== Task objective ==
The reply must contain all of the records, unchanged.
-*-
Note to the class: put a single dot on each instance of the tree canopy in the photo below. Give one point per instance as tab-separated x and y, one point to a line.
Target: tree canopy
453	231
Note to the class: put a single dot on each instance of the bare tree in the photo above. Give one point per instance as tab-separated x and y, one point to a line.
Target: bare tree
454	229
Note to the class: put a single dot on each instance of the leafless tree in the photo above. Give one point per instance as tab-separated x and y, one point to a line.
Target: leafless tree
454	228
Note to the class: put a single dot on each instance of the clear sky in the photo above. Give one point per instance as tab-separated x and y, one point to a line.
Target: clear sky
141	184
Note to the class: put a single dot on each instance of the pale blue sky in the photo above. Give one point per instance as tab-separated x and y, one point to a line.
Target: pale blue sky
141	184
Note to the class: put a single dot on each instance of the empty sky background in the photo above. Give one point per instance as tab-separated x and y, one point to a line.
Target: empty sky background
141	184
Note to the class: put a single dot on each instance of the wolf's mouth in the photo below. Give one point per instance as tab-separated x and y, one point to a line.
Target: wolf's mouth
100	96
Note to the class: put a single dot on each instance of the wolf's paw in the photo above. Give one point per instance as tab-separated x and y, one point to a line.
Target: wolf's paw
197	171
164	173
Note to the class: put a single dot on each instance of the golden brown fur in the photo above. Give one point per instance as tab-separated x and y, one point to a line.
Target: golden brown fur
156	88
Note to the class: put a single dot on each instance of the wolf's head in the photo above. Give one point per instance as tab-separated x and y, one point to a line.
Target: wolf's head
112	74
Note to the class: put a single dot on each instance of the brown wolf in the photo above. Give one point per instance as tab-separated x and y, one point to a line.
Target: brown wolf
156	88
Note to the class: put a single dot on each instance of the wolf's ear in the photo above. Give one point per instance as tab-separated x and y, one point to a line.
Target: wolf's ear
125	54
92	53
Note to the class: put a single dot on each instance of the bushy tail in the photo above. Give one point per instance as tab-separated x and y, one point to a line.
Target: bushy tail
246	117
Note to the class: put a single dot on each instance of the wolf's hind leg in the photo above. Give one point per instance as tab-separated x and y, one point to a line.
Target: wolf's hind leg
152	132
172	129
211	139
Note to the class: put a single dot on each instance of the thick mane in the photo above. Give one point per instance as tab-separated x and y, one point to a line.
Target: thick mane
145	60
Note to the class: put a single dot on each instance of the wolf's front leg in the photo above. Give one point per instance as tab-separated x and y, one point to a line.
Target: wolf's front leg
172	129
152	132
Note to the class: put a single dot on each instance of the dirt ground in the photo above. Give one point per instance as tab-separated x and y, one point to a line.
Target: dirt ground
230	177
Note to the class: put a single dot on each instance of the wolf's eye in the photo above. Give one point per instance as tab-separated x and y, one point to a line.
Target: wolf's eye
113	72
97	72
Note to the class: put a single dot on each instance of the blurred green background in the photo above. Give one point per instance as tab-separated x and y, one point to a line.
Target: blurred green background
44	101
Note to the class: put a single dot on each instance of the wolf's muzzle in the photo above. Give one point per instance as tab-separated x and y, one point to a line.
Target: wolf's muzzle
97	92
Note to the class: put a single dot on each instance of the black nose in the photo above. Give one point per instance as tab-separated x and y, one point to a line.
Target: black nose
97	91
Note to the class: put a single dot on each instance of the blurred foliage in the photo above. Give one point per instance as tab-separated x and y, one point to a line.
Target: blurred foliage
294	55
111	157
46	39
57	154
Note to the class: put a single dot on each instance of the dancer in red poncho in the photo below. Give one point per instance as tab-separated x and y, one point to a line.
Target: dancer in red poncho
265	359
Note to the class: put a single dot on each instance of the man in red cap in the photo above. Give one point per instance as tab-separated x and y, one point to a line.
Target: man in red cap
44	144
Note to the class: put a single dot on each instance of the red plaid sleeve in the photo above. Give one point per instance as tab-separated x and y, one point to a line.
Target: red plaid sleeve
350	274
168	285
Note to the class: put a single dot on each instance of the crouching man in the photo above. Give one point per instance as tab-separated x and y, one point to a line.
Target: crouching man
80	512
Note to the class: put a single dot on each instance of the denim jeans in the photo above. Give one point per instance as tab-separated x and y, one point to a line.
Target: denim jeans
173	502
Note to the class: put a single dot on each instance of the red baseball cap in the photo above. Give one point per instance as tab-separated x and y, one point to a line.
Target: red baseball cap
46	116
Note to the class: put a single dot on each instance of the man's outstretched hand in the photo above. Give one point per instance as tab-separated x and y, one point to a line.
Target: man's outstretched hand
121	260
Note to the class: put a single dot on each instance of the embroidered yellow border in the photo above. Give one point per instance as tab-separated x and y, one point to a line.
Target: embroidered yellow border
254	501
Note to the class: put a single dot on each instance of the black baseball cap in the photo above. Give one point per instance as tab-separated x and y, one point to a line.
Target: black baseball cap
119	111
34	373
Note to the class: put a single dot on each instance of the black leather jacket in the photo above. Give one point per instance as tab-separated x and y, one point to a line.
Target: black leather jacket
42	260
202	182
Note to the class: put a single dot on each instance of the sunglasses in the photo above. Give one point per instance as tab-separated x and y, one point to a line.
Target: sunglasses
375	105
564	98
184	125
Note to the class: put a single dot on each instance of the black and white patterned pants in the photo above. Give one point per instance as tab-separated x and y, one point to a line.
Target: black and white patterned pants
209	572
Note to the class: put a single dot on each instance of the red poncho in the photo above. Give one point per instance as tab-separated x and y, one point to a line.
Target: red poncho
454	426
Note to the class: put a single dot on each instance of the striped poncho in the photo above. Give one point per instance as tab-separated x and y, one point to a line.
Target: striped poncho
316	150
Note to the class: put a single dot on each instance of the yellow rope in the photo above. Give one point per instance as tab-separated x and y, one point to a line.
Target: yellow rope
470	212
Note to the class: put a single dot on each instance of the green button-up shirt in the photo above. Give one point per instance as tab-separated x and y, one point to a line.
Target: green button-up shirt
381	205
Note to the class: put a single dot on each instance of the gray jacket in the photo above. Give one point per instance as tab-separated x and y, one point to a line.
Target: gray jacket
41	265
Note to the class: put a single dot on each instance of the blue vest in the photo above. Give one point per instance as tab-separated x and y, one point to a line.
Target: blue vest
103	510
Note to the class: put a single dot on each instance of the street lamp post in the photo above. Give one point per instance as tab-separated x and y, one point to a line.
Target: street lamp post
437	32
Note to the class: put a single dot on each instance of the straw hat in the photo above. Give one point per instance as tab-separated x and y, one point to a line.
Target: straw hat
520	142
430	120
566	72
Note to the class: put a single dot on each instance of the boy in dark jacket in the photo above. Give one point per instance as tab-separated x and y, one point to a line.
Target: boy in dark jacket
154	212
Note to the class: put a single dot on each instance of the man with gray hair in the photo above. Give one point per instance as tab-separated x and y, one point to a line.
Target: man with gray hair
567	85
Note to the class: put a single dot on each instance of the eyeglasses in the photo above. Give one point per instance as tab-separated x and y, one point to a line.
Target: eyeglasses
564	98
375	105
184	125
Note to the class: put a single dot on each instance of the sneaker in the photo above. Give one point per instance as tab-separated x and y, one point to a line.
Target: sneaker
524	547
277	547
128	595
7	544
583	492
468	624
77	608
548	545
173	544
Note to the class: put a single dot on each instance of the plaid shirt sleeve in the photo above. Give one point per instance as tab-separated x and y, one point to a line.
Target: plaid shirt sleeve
-*-
== Answer to this problem ==
Note to the class: put a single dot on each instance of the tree canopy in the photo below. Give one point per instance as tab-separated x and y, one point to a line.
Target: tree canopy
453	231
Note to the class: put a single dot on each instance of the bare tree in the photo above. Give one point per instance as tab-separated x and y, one point to a line.
Target: bare tree
454	229
Note to the class: put a single dot on each instance of the leafless tree in the photo above. Give one point per instance as tab-separated x and y, one point to a line.
Target: leafless tree
454	228
Note to the class: put a single dot on each instance of the clear sky in the photo above. Give one point per instance as tab-separated x and y, one point to a line.
Target: clear sky
141	184
Note to the class: put a single dot on each instance of the pale blue sky in the photo above. Give one point per instance as tab-separated x and y, one point to a line.
Target: pale blue sky
141	184
Note to the class: put a single dot on each instance of the empty sky background in the photo above. Give one point per instance as tab-separated x and y, one point to a line.
Target: empty sky background
141	184
Note to the class: put a single dot on each instance of the wolf's mouth in the photo below. Give one point per instance as tab-separated x and y, one point to a line.
Target: wolf's mouth
100	96
Note to the class: put a single dot on each instance of the wolf's paw in the photo above. Give one point per instance as tab-separated x and y, one point to a line.
Target: wolf's paw
197	171
164	173
Note to the class: put a single dot on each instance of the golden brown fur in the photo above. Give one point per instance as tab-separated x and y, one point to a line.
Target: golden brown fur
156	88
Note to the class: put a single dot on each instance of the wolf's head in the photo above. Give one point per instance as tab-separated x and y, one point to a line.
Target: wolf's head
112	74
Note to the class: put a single dot on each instance of the brown wolf in the photo above. Give one point per instance as tab-separated x and y, one point to a line.
Target: brown wolf
156	88
Note to the class: put a single dot on each instance of the wolf's ear in the photo above. Give one point per instance as tab-separated x and y, one point to a line.
Target: wolf's ear
125	54
92	53
Note to the class: put a single dot on each instance of the bushy tail in the photo above. Give one point per instance as tab-separated x and y, one point to a line.
Target: bushy tail
246	117
Note to the class: put a single dot on each instance of the wolf's hind leg in the photo above. Give one point per instance as tab-separated x and y, one point to a line.
Target: wolf's hind leg
152	132
172	129
211	139
Note to the class: put a single dot on each instance of the thick mane in the photo above. Give one point per instance as tab-separated x and y, one point to a line.
Target: thick mane
145	60
Note to the class: put a single dot on each instance of the wolf's front leg in the photo above. Give one point per instance as tab-separated x and y, one point to a line.
Target: wolf's front leg
172	129
152	132
Note to the class: put a single dot on each instance of the dirt ground in the photo above. Give one point per instance as tab-separated x and y, one point to a line.
Target: dirt ground
230	177
Note to the class: put a single dot on each instance of the wolf's eye in the photo above. Give one point per instance as tab-separated x and y, one point to a line.
Target: wolf's eye
113	72
97	72
Note to the class: put a single dot on each instance of the blurred green background in the photo above. Give one point per instance as tab-separated x and y, one point to a line.
Target: blurred green background
44	101
Note to the class: put a single dot on each instance of the wolf's muzzle in the photo above. Give one point per instance as tab-separated x and y, one point to a line.
Target: wolf's muzzle
97	92
Note to the class: put a single dot on each instance of the black nose in the photo above. Give one point per instance as tab-separated x and y, one point to a line.
Target: black nose
97	91
Note to the class: put a single dot on each instance of the blurred foliage in the photo above. Give one point per instance as tab-separated x and y, one point to a line.
Target: blurred foliage
294	55
111	157
46	39
57	154
Note to the class: put a single dot on each instance of the dancer in red poncho in the photo below. Give one point per instance as tab-separated x and y, one point to a line.
Target: dancer in red poncho
265	359
Note to the class: put a single dot on each instance of the man in red cap in the photo above. Give one point per instance as tab-separated x and y, one point to a line.
Target: man in red cap
44	144
Note to the class: put a single dot on each instance of the red plaid sleeve in the photo above. Give one point per instance as tab-separated x and y, one point to a line.
Target: red plaid sleeve
350	274
168	285
Note to the class: put a single dot on each instance of the crouching man in the photo above. Give one point per instance as tab-separated x and y, one point to a line.
Target: crouching man
80	512
Note to the class: put a single dot on each instance of the denim jeans in the photo above. Give one point per instance as tab-separated x and y, one point to a line.
Target: denim jeans
173	502
Note to the class: put a single dot on each instance of the red baseball cap in the photo above. Give one point per instance as tab-separated x and y, one point to a line.
Target: red baseball cap
46	116
Note to the class: put a single dot on each instance of the man's outstretched hand in the photo above. Give one point per instance as tab-separated x and y, one point to a line.
Target: man's outstretched hand
121	260
Note to the class: put a single dot on each instance of the embroidered yellow border in the photo above. Give one point per instance as tab-separated x and y, one point to a line.
Target: embroidered yellow border
254	501
Note to the class: put a single dot on each instance of the black baseball cap in the photo above. Give one point per instance as tab-separated x and y, one point to a line.
Target: black baseball cap
119	111
34	373
Note to the class: put a single dot on each instance of the black leather jacket in the photo above. Give one point per instance as tab-separated x and y, one point to a line.
Target: black leather jacket
42	260
202	182
Note to the class: put a single dot on each instance of the sunglasses in the photo above. Give one point per instance as tab-separated x and y, one point to a line.
Target: sunglasses
375	105
564	98
184	125
Note to the class: put a single dot on each instance of the black and white patterned pants in the photo above. Give one point per instance as tab-separated x and y, one point to a line.
Target: black and white patterned pants
209	572
Note to the class: put a single dot on each instance of the red poncho in the photo above. Give one point per instance as tab-separated x and y, one point to a line.
Target: red poncho
454	426
Note to the class: put a single dot on each instance of the striped poncho in the photo above. Give one point per instance as tab-separated x and y, one point to a line.
Target: striped poncho
316	150
Note to the class: put a single dot on each instance of the yellow rope in the photo above. Give one point per instance as tab-separated x and y, one point to a line.
Target: yellow rope
470	212
Note to the class: put a single dot on each instance of the green button-up shirt in the photo above. Give one point per instance as tab-separated x and y, one point to a line.
Target: green button-up shirt
381	205
Note to the class: put a single dot on each instance of the gray jacket in the photo above. Give one point per instance as tab-separated x and y, one point to a line.
Target: gray jacket
41	265
Note to the class: put a single dot on each instance of the blue vest in the photo above. Give one point per instance as tab-separated x and y, one point to a line.
Target: blue vest
103	510
Note to the class: put a single dot on each instance of the street lamp post in the photo above. Give one point per instance as tab-separated x and y, one point to a line.
Target: street lamp post
437	32
Note to the class: put a single dot on each instance of the straw hat in the photo above. Give one point per instance as tab-separated x and y, one point to a line.
Target: straw hat
520	142
430	120
566	72
Note to the class: put a single dot on each instance of the boy in dark jacket in the photo above. Give one point per instance as tab-separated x and y, one point to a line.
Target: boy in dark jacket
154	212
Note to the class: put a single dot on each instance of the man with gray hair in the photo above. Give one point per instance as tab-separated x and y, one point to a line.
Target: man with gray hair
567	85
Note to the class: put a single dot on each instance of the eyeglasses in the photo above. Give one point per instance as tab-separated x and y, one point to a line.
Target: eyeglasses
564	98
375	105
184	125
Note to the class: put a single dot on each instance of the sneaker in the photo above. Give one point per instance as tab-separated x and y, one point to a line.
Target: sneaker
524	547
277	547
128	595
7	544
583	492
468	624
77	608
548	545
173	544
Note to the class: put a single dot on each instance of the plaid shirt sleeve in the photo above. Give one point per instance as tab-separated x and y, one point to a line.
Target: plaid shirt sleeve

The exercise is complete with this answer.